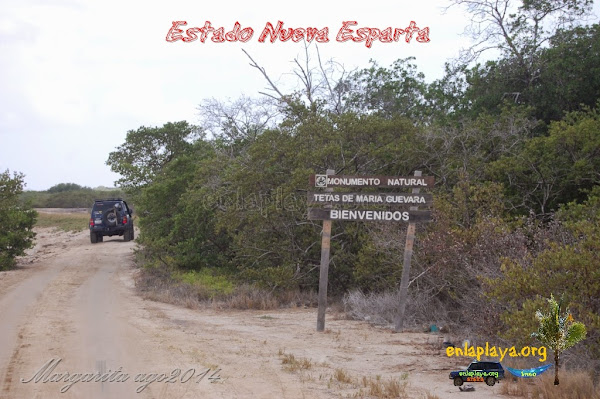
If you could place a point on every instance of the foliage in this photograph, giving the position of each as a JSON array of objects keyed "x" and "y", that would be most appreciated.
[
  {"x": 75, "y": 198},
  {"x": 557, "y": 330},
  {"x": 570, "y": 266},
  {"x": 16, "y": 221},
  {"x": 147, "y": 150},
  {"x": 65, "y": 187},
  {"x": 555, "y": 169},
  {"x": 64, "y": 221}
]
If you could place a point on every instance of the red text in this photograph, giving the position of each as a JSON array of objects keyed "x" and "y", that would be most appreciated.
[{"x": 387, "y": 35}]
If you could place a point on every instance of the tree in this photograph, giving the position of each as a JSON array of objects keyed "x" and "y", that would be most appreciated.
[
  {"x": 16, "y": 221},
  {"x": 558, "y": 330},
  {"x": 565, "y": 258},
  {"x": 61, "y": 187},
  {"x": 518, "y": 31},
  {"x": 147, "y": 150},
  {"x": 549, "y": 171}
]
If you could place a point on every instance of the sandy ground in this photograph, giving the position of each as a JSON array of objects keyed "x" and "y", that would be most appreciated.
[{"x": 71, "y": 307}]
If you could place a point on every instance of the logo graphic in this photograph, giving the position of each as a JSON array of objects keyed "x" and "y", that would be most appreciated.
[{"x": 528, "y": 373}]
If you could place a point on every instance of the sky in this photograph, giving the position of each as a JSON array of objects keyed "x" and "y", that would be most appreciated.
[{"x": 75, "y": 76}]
══════
ACTIVITY »
Retype the lines of the material from the one containing "sky in this" through the last line, exactly, and give no other lines.

SOLUTION TO THIS PROBLEM »
If you could place a point on every instance of the sky in this photograph, giving the position of each as a JSON array of objects keyed "x" and "y", that would be most appreciated.
[{"x": 75, "y": 76}]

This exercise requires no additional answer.